News
Dauerbrenner »Lager in Nordafrika«: Absage an den Flüchtlingsschutz
Heute will Angela Merkel mit dem tunesischen Premierminister über Auffanglager in dem nordafrikanischen Land diskutieren. Ein funktionierendes Schutzsystem gibt es in Tunesien aber nicht.
Nach den jüngst auf Malta beschlossenen EU-Abwehrmaßnahmen, die sich in erster Linie auf die Kooperation mit Libyen beziehen, will Angela Merkel heute mit ihrem tunesischen Amtskollegen Youssef Chahed in Berlin über erleichterte Rückführungen und die Einrichtung von Lagern in Tunesien diskutieren. Die altbekannte Debatte um »Lager in Nordafrika« geht in die nächste Runde unter dem Motto: Absage an den Flüchtlingsschutz in Europa.
Bereits vor einer Woche forderte SPD-Fraktionschef Thomas Oppermann, Flüchtlinge in Lager nach Nordafrika zurückzubringen und hatte damit einen Sturm der Entrüstung ausgelöst. Dass die Zustände in Libyen für Flüchtlinge unerträglich sind, wurde inzwischen von Oppermann und Teilen der SPD eingesehen. Oppermann brachte stattdessen Länder wie Marokko und Tunesien ins Spiel.
Verantwortung für Flüchtlingsschutz wird ausgelagert
Auch Bundesinnenminister Thomas de Maizière wirbt seit Monaten für Hot Spots in Tunesien. Schutzsuchende sollen unter allen Umständen daran gehindert werden, das europäische Festland zu erreichen und damit Zugang zu einem Asylverfahren zu bekommen. Stattdessen sollen sie in Lager in Nordafrika zurückverfrachtet werden, in denen es keinen Zugang zu einem fairen Asylverfahren gibt.
==*==
_ZU BEARBEITEN_:
A. Mit wem will Angela Merkel laut Textauszug heute in Berlin über erleichterte Rückführungen und Lager in Tunesien diskutieren?
B. Gib aus dem Textauszug alles von „Bereits vor einer“ bis hinunter zu „fairen Asylverfahren gibt.“ wortgetreu wieder.

_ZU ANALYSIERENDE DATEN_:
==*==
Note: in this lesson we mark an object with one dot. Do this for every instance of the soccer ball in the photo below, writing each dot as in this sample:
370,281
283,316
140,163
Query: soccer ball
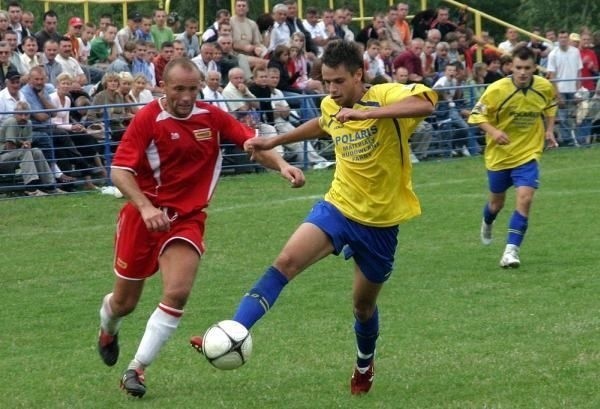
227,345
==*==
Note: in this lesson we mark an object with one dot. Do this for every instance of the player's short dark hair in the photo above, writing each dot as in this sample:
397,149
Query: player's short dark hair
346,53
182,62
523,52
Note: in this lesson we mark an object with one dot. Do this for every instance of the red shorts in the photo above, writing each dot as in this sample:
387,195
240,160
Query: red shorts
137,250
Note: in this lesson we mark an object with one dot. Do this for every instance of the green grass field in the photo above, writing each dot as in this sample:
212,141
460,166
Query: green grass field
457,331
==*==
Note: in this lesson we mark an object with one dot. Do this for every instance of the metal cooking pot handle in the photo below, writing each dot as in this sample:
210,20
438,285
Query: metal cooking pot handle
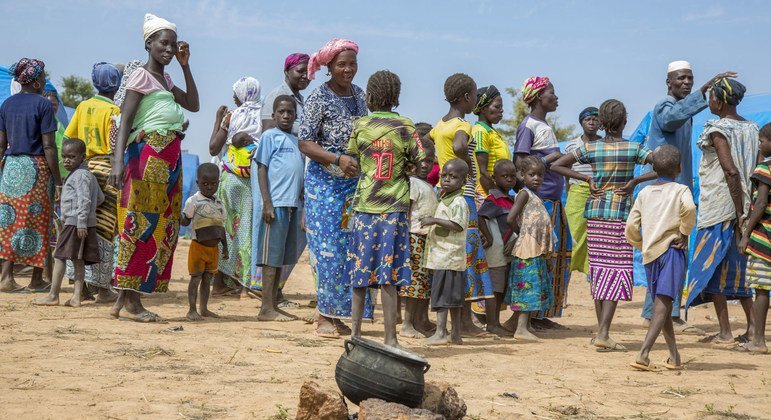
==*==
_ANTWORTEN JE AUFGABE_:
A. Mit dem tunesischen Premierminister Youssef Chahed.

B.
Bereits vor einer Woche forderte SPD-Fraktionschef Thomas Oppermann, Flüchtlinge in Lager nach Nordafrika zurückzubringen und hatte damit einen Sturm der Entrüstung ausgelöst. Dass die Zustände in Libyen für Flüchtlinge unerträglich sind, wurde inzwischen von Oppermann und Teilen der SPD eingesehen. Oppermann brachte stattdessen Länder wie Marokko und Tunesien ins Spiel.
Verantwortung für Flüchtlingsschutz wird ausgelagert
Auch Bundesinnenminister Thomas de Maizière wirbt seit Monaten für Hot Spots in Tunesien. Schutzsuchende sollen unter allen Umständen daran gehindert werden, das europäische Festland zu erreichen und damit Zugang zu einem Asylverfahren zu bekommen. Stattdessen sollen sie in Lager in Nordafrika zurückverfrachtet werden, in denen es keinen Zugang zu einem fairen Asylverfahren gibt.